= Texte proposé =
Prendre le micro c’est prendre la parole
L’atelier radiophonique A plus d’une voix se déroule dans des cours de français de l’association Accueil Demandeurs d’Asile, à Grenoble.
Les participants les plus avancés du cours se forment aux techniques de la prise de son et aux méthodes de l’interview pour aller à la rencontre de la société française. Les participants discutent les sujets de leur choix entre eux puis dialoguent sous la forme d’interviews et de débats avec des personnes invitées.
L’objectif est de favoriser une prise de parole en dehors du cadre contraignant de la procédure d’asile dans lequel celle-ci est non seulement soumise à des attentes mais aussi mise en doute. Notre démarche cherche à sortir de la logique de relégation et d’essentialisation qui établit une frontière symbolique et sociale entre « eux » – les étrangers marginalisés – et « nous » – les établis, ceux qui sont installés durablement en France.
L’espace de l’atelier radio inverse les rôles : les demandeurs d’asile interrogent les personnes établies. Il répond à la fois à la demande des personnes en demande d’asile ou étrangères de rencontrer les établis dont elles sont très isolées pendant le temps de la procédure, autant qu’au besoin de faire entendre leur parole, en réaction aux discours politiques et médiatiques en cours qui les heurtent et auxquels ils ont peu de moyens de répondre.
L’atelier radio A plus d’une voix cherche à rendre possible l’acte politique de la prise de parole pour que les nouveaux arrivants prennent une place à part entière dans le débat public ; pour changer le regard sur les migrations, préparer la société à accueillir, et, de manière réflexive, mieux comprendre notre société.
Modus Operandi intervient depuis 2016 dans les cours de français bénévoles de l’ADA en proposant des ateliers radiophoniques. Entre septembre 2016 et mars 2017, cette action intitulée “A nous la parole” se déroulait dans le cadre d’un partenariat avec DYADE, coopérative culturelle animant une web-radio La voix des gens. Puis en octobre 2017, l’action a été reprise par Modus Operandi avec de nouveaux objectifs de diffusions sous le nom “A plus d’une voix”.

= Données =
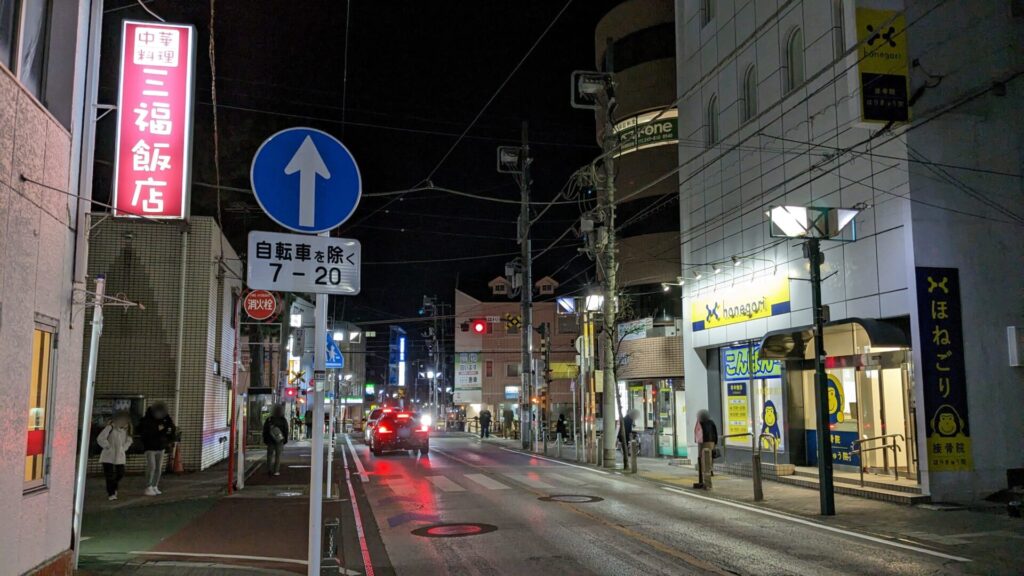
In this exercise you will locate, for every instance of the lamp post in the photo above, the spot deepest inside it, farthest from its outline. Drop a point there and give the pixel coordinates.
(815, 223)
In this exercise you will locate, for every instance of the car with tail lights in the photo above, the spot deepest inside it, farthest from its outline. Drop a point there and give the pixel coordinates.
(400, 430)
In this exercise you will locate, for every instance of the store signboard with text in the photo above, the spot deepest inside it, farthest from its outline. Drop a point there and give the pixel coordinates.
(741, 302)
(467, 378)
(153, 150)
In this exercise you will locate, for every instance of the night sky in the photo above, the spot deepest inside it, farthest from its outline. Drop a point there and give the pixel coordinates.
(418, 73)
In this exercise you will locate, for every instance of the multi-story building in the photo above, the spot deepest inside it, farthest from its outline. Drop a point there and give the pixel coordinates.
(635, 42)
(883, 108)
(487, 365)
(180, 347)
(41, 239)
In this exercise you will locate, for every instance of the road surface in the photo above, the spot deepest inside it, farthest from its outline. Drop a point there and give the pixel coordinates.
(477, 508)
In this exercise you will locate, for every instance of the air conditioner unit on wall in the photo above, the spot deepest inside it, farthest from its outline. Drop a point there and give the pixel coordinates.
(1015, 341)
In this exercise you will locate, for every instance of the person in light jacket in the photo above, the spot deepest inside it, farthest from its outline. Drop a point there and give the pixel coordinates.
(115, 440)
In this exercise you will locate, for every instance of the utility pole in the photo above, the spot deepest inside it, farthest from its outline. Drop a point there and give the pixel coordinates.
(825, 489)
(607, 255)
(526, 372)
(595, 90)
(515, 160)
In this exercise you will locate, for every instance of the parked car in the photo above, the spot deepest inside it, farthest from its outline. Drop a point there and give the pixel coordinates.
(375, 415)
(400, 430)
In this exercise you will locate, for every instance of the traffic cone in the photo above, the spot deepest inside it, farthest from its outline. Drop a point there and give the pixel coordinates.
(177, 468)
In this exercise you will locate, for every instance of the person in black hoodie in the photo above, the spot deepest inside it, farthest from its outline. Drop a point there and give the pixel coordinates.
(275, 437)
(158, 433)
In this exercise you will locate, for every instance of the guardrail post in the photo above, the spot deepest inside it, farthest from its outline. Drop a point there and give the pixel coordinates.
(634, 452)
(756, 472)
(332, 537)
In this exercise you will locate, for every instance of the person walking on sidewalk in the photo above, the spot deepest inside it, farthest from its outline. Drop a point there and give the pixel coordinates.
(485, 423)
(561, 428)
(158, 435)
(706, 434)
(115, 440)
(275, 437)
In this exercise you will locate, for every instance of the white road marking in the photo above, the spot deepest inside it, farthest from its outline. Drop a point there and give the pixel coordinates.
(817, 525)
(445, 484)
(552, 460)
(401, 487)
(562, 480)
(232, 557)
(531, 482)
(358, 463)
(486, 482)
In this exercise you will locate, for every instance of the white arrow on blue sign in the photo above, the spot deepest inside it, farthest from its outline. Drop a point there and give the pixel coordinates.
(306, 180)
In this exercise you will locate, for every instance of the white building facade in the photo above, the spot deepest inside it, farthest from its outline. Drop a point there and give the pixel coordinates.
(776, 99)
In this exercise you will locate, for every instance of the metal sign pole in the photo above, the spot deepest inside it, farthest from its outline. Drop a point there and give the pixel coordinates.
(90, 386)
(316, 456)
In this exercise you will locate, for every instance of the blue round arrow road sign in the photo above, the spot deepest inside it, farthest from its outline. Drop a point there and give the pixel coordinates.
(306, 180)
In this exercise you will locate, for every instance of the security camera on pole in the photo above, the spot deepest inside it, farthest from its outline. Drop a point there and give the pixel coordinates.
(307, 181)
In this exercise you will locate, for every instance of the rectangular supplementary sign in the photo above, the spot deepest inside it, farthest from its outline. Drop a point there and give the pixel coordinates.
(744, 301)
(942, 370)
(153, 148)
(299, 262)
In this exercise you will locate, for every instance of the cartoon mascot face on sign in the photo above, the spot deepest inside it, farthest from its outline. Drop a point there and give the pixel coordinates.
(835, 401)
(769, 420)
(946, 422)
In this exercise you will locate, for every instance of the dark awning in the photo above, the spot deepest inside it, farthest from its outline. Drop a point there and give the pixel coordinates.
(791, 343)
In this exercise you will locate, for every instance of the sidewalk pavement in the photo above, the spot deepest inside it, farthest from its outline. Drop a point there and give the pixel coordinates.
(194, 528)
(987, 535)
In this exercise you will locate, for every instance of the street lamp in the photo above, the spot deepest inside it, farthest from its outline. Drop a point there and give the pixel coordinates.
(814, 224)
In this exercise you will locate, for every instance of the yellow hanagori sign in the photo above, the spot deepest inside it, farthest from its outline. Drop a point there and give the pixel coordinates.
(882, 66)
(747, 301)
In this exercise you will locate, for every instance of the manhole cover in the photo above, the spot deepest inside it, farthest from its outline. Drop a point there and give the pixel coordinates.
(454, 530)
(571, 498)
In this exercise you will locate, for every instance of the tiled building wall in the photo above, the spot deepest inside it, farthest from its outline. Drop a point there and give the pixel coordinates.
(36, 254)
(137, 353)
(659, 357)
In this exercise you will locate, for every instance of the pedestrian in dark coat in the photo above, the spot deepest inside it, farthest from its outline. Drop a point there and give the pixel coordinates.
(275, 437)
(159, 434)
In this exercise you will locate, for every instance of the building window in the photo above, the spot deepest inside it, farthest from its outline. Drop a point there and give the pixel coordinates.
(711, 136)
(7, 32)
(707, 11)
(511, 370)
(40, 393)
(750, 93)
(794, 60)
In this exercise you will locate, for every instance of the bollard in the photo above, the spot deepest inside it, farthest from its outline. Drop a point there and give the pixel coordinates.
(756, 472)
(708, 462)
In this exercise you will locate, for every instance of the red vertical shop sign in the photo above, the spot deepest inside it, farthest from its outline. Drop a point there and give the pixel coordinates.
(154, 139)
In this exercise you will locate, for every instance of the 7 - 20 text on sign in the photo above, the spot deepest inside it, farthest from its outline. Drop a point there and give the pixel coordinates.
(299, 262)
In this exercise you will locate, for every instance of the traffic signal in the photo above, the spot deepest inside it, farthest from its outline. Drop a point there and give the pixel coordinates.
(477, 326)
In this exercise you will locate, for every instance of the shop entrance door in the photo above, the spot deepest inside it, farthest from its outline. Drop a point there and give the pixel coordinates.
(887, 418)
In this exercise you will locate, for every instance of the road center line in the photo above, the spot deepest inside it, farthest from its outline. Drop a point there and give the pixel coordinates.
(521, 453)
(358, 463)
(816, 525)
(227, 557)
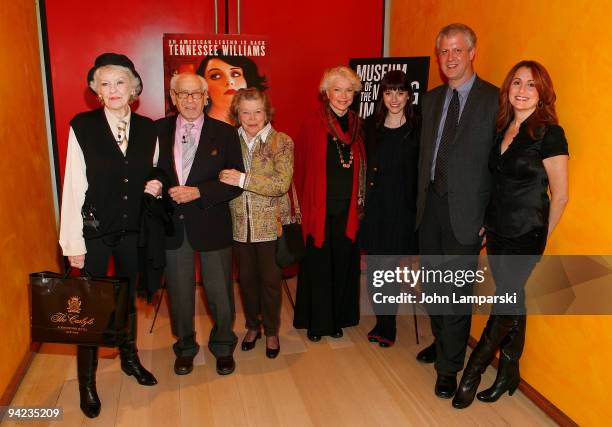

= Exercice =
Poursuivez le texte consacré à l'atelier radiophonique A plus d'une voix, en reprenant juste après sa dernière phrase.

= Corrigé =
L’atelier radio a été conçu sur la base des constats suivants :
- le thème des migrations est très médiatisé mais les premier·es concerné·es sont rarement entendu·es
- les premier·es concerné·es sont stigmatisé·es et renvoyé·es à des figures qui ne leur permettent pas d’être entendu·es pour ce qu’ils/elles sont
- ils/elles se trouvent souvent dans des relations asymétriques et sont souvent interrogé·es sur leur vie privée et leurs choix
- nouvellement arrivé·es, ils/elles ont des difficultés pour créer du lien avec les établi·es en dehors de leurs démarches administratives et des associations d’aide
Notre démarche cherche à sortir de la logique de relégation et d’essentialisation qui établit une frontière symbolique et sociale entre « eux/elles » – les étranger·es marginalisé·es – et « nous » – les établi·es, ceux et celles qui sont installé·es durablement en France.
En renversant les rôles et en proposant aux participant·es de construire des émissions radio et des documentaires sonores, de devenir les intervieweurs, notre pédagogie cherche à ouvrir un nouvel espace de parole et à donner une capacité d’action. L’outil radio, léger, et protecteur parce qu’il se soustrait à l’image, est un atout pour créer la rencontre, favoriser la confiance et diffuser à un public large. Le débat est une autre approche pédagogique utilisée pour favoriser la participation à la vie de la société par la discussion autour d’idées, de pratiques et d’analyses critique des politiques publiques sur la migration. Le choix d’intervenir dans des cours de français permet de travailler à renforcer la confiance des participant.e.s face à la violence symbolique du langage.
Prendre la parole
Les ateliers radio proposent un espace où la prise de parole se réalise au prétexte de la réalisation d’objets radiophoniques. Il s’agit de changer les modalités de la prise de parole. Habituellement, la prise de contact avec la société d’accueil se réalise dans le cadre administratif ou caritatif, et dans un cas comme dans l’autre, ces relations sont très asymétriques : les exilé·es sont dans une position de demande et de sollicitude. Dans ce contexte, ils/elles sont souvent interrogé·es sur leur parcours et leurs choix et ils/elles n’ont pas le pouvoir de dire « non », de ne pas répondre. Nous proposons dans cet espace de transformer ce type de relations. Le reportage radio rend possible, pour les exilé·es, d’aller à la rencontre des personnes dans la position du journaliste qui choisit son sujet et pose les questions.
Cette liberté et cette autonomie trouvent peu leur place dans la situation des personnes en demande d’asile. Ici au contraire, l’échange est inversé et la relation rééquilibrée. Cette possibilité d’être au cœur de la conception du reportage, en participant à la construction des questions d’interviews, au choix des lieux de rencontre et des personnes pour faire les interviews, permet que les participant·es aient un réel pouvoir sur la parole qui est véhiculée. Ce faisant, les exilé·es se réapproprient leur propre parole et, au- delà, leur propre image.
L’outil radio offre des possibilités multiples et s’adapte à des contextes variés. L’enregistrement et l’écoute radiophonique permettent de découvrir l’environnement qui nous entoure d’une autre façon. Le grain de la voix, les ambiances sonores et les paroles livrées prennent tout leur sens. L’auditeur devient attentif à chaque intonation de voix, chaque silence, chaque respiration. La légèreté du dispositif favorise une réappropriation rapide par les participants et surmonte la gêne occasionnée par la vidéo.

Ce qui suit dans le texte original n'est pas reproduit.